> [Problem statement]:
Repeat the listing exactly as given, omitting every image.

Point annotation records

[Begin]

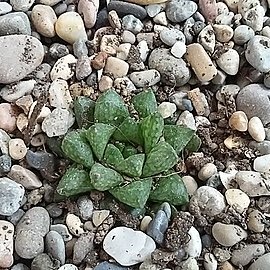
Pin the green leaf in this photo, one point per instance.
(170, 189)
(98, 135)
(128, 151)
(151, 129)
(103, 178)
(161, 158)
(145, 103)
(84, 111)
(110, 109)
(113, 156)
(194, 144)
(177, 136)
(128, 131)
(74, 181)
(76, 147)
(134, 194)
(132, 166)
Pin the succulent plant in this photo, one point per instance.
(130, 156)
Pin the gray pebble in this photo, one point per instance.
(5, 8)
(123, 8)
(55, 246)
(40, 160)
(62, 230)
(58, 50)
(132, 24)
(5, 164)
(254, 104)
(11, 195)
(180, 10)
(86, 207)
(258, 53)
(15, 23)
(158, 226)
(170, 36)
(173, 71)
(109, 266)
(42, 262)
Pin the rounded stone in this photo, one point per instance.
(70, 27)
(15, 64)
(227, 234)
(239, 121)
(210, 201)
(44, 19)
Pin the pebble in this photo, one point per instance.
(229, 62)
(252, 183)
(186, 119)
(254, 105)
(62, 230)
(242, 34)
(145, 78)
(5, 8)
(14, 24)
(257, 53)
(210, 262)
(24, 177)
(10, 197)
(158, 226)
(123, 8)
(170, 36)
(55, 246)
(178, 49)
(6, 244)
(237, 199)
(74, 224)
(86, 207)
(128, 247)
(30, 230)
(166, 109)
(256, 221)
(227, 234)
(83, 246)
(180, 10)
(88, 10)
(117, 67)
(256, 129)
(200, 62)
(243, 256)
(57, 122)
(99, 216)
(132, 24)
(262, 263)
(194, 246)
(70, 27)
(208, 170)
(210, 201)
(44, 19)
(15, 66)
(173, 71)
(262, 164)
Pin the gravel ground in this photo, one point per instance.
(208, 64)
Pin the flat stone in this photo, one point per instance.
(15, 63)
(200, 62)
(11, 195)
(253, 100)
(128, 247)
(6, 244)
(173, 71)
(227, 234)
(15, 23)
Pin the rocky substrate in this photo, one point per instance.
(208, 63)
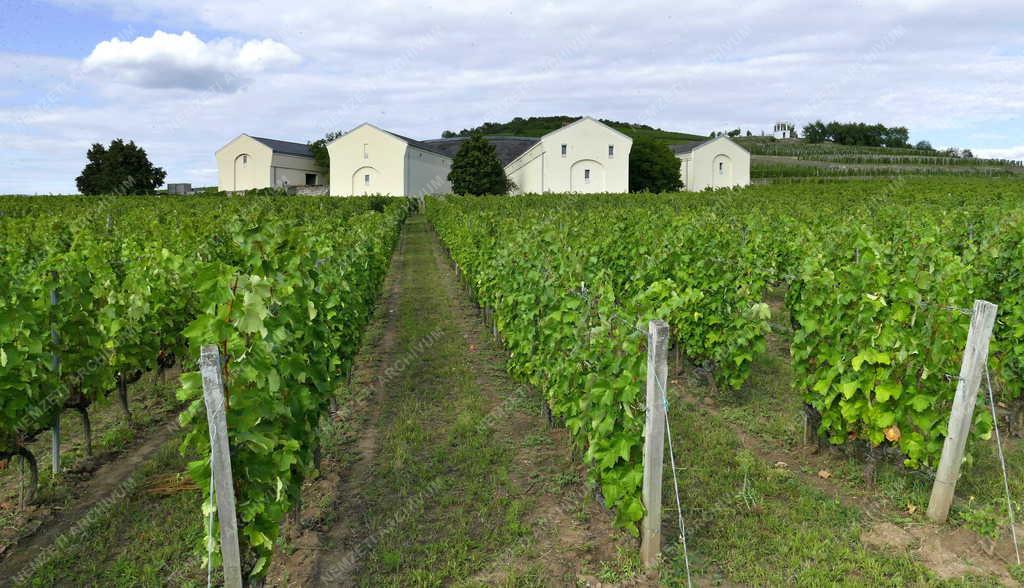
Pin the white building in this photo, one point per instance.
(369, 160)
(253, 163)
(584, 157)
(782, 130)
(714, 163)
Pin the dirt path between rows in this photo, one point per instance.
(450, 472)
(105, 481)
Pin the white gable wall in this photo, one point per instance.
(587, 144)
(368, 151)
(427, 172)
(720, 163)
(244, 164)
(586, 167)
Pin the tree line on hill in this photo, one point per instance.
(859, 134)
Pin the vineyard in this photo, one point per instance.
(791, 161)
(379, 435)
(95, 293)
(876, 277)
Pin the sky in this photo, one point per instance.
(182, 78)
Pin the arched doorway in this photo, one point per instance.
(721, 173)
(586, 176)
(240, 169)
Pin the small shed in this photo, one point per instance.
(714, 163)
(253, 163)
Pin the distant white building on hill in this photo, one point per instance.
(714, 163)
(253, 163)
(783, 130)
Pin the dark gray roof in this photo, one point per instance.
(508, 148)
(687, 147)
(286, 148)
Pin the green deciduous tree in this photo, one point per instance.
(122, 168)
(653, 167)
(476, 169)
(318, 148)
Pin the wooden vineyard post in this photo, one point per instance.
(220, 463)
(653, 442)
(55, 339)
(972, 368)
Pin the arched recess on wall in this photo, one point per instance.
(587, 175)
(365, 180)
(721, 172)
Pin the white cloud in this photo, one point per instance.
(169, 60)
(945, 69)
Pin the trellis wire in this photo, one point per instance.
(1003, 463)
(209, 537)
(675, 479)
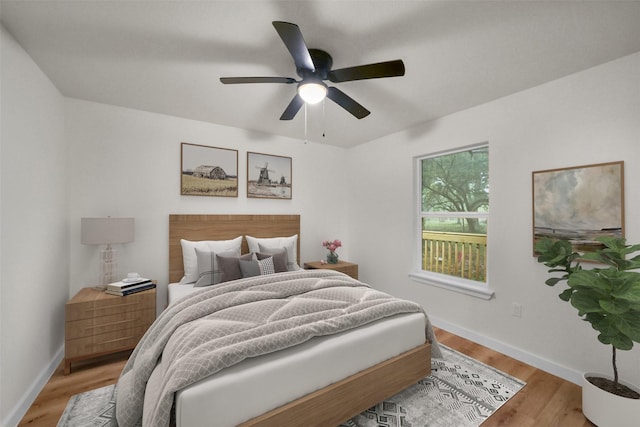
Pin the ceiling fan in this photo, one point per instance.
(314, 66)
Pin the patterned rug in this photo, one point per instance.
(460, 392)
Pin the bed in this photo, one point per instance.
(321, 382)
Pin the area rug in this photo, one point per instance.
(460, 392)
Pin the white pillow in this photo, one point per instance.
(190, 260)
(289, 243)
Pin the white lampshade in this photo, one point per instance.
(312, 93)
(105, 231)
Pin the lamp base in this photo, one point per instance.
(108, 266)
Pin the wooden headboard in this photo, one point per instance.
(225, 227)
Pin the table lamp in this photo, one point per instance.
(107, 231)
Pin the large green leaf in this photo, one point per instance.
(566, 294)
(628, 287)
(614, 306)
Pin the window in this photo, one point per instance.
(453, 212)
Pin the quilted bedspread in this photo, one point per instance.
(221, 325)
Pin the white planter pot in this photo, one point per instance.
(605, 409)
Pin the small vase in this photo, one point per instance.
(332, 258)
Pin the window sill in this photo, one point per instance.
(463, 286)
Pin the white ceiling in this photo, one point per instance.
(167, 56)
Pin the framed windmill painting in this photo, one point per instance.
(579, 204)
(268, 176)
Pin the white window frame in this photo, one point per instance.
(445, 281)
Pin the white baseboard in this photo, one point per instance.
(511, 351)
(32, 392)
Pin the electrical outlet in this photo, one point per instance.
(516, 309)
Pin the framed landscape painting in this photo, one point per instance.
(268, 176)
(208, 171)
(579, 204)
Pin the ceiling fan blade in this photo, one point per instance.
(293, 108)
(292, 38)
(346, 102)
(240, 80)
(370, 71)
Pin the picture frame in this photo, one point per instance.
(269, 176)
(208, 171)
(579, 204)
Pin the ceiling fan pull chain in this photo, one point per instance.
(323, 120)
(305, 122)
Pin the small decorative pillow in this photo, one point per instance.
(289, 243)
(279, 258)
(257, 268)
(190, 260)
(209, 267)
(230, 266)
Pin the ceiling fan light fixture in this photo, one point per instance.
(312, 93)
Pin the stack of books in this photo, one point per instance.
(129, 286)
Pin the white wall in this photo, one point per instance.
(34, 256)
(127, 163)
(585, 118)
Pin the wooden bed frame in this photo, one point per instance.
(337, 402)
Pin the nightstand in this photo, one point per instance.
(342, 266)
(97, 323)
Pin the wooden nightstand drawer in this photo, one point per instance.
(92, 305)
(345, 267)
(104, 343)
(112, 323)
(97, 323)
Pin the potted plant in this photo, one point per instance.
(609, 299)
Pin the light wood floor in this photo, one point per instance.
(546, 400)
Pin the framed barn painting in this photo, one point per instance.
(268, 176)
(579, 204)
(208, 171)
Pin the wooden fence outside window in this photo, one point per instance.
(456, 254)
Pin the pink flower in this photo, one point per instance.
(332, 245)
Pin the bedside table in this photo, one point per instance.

[End]

> [Exercise response]:
Pin the green leaf in this photo, one point per instance.
(170, 189)
(98, 135)
(128, 151)
(151, 129)
(103, 178)
(161, 158)
(145, 103)
(84, 111)
(110, 109)
(113, 156)
(194, 144)
(177, 136)
(128, 131)
(74, 181)
(76, 147)
(134, 194)
(132, 166)
Pin the succulent plant in this photo, one point per instance.
(130, 156)
Pin the gray pebble in this photo, one point per instance.
(5, 8)
(123, 8)
(55, 246)
(40, 160)
(62, 230)
(58, 50)
(132, 24)
(5, 164)
(254, 104)
(11, 195)
(180, 10)
(86, 207)
(258, 53)
(15, 23)
(158, 226)
(170, 36)
(173, 71)
(109, 266)
(42, 262)
Pin the rounded stone in this photo, one point per instance.
(70, 27)
(15, 64)
(227, 234)
(239, 121)
(210, 201)
(44, 19)
Pin the pebble in this photo, one point per instance.
(229, 62)
(252, 183)
(186, 119)
(254, 105)
(62, 230)
(242, 34)
(145, 78)
(5, 8)
(14, 24)
(257, 53)
(210, 262)
(24, 177)
(10, 197)
(158, 226)
(123, 8)
(170, 36)
(55, 246)
(178, 49)
(6, 244)
(237, 199)
(74, 224)
(86, 207)
(128, 247)
(30, 230)
(166, 109)
(256, 221)
(227, 234)
(83, 246)
(180, 10)
(88, 10)
(117, 67)
(256, 129)
(200, 62)
(243, 256)
(57, 122)
(99, 216)
(132, 24)
(262, 263)
(194, 246)
(70, 27)
(208, 170)
(210, 201)
(44, 19)
(15, 66)
(173, 71)
(262, 164)
Pin the gravel ground in this photo, one point per instance.
(208, 64)
Pin the flat stone in this photo, one point per instance.
(15, 63)
(200, 62)
(11, 195)
(253, 100)
(128, 247)
(6, 244)
(173, 71)
(227, 234)
(15, 23)
Pin the rocky substrate in this photo, one point per instance.
(208, 63)
Pin the white building in this photo, one point per instance.
(369, 160)
(253, 163)
(584, 157)
(782, 130)
(714, 163)
Pin the dirt path between rows in this photo, one point per instance.
(450, 472)
(105, 481)
Pin the white gable wall in this photo, one point per instance.
(587, 144)
(368, 151)
(427, 172)
(720, 163)
(244, 164)
(586, 167)
Pin the tree line on hill in this photo, one point per instance.
(859, 134)
Pin the vineyard in this photo, one point per instance.
(791, 161)
(379, 435)
(95, 293)
(876, 277)
Pin the sky in this photo, one point per instance.
(182, 78)
Pin the arched doorway in this photo, one point per instance.
(721, 173)
(586, 176)
(240, 169)
Pin the small shed in this photo, one point per instance.
(714, 163)
(253, 163)
Pin the distant white building on hill in this photo, one point per instance.
(714, 163)
(253, 163)
(783, 130)
Pin the dark gray roof in this photo, one point per instance.
(508, 148)
(687, 147)
(286, 148)
Pin the green deciduous tree in this photo, one point per instance.
(122, 168)
(653, 167)
(476, 169)
(318, 148)
Pin the wooden vineyard post in this photo, one point per instance.
(220, 463)
(653, 442)
(55, 339)
(972, 368)
Pin the arched recess on wall in this photo, one point per instance.
(587, 175)
(365, 180)
(721, 172)
Pin the white cloud in this photo, one point per instance.
(169, 60)
(945, 69)
Pin the trellis wire in this photo, one point per instance.
(1003, 463)
(209, 537)
(675, 479)
Pin the ceiling fan in this photo, one point per instance.
(314, 66)
Pin the patterned rug in this photo, one point per instance.
(460, 392)
Pin the bed in this photo, one point per instance.
(321, 382)
Pin the area rug in this photo, one point per instance.
(460, 392)
Pin the white pillow in this photo, one point per instance.
(190, 260)
(289, 243)
Pin the white lampshade in this photo, one point per instance.
(312, 93)
(105, 231)
Pin the lamp base in this photo, one point per instance.
(108, 266)
Pin the wooden headboard in this photo, one point per instance.
(225, 227)
Pin the table lamp in this photo, one point per instance.
(107, 231)
Pin the large green leaf in this photo, one point per instance.
(566, 294)
(628, 287)
(614, 306)
Pin the window in this photo, one point per instance.
(453, 212)
Pin the quilted bedspread in this photo, one point per instance.
(221, 325)
Pin the white planter pot in this photo, one point per instance.
(605, 409)
Pin the small vase in this photo, one point per instance.
(332, 258)
Pin the window sill in this photo, one point per instance.
(463, 286)
Pin the white ceiling in this photo, one point per instance.
(167, 56)
Pin the framed windmill painting in this photo, one point per instance.
(579, 204)
(268, 176)
Pin the white window frame in this photo, one point per instance.
(445, 281)
Pin the white baseboard in this photo, one point per instance.
(511, 351)
(32, 392)
Pin the electrical outlet in this photo, one point per instance.
(516, 309)
Pin the framed landscape painting in this photo, one point per instance.
(268, 176)
(208, 171)
(579, 204)
Pin the ceiling fan blade in this photo, one point per instance.
(293, 108)
(292, 38)
(346, 102)
(240, 80)
(370, 71)
Pin the picture frame in this photo, one point per instance.
(269, 176)
(208, 171)
(579, 204)
Pin the ceiling fan pull chain in this photo, one point per instance.
(323, 120)
(305, 122)
Pin the small decorative pillow in this photo, one point per instance.
(289, 243)
(279, 258)
(257, 268)
(190, 260)
(209, 267)
(230, 266)
Pin the ceiling fan light fixture in this photo, one point per instance.
(312, 93)
Pin the stack of books in this photo, one point per instance.
(129, 286)
Pin the white wall in this photo, one point per instance.
(34, 256)
(127, 163)
(585, 118)
Pin the wooden bed frame in this photo, one point per instance.
(337, 402)
Pin the nightstand in this photo, one point per instance.
(342, 266)
(97, 323)
Pin the wooden nightstand drawer in this photo, one point per instance.
(92, 305)
(345, 267)
(104, 343)
(112, 323)
(97, 323)
Pin the potted plant in this photo, one point per instance.
(609, 299)
Pin the light wood floor in this photo, one point per instance.
(546, 400)
Pin the framed barn painting in this photo, one point per instance.
(268, 176)
(579, 204)
(208, 171)
Pin the wooden fence outside window in this photo, one point per instance.
(456, 254)
Pin the pink flower in this photo, one point per instance.
(332, 245)
Pin the bedside table in this photo, one point per instance.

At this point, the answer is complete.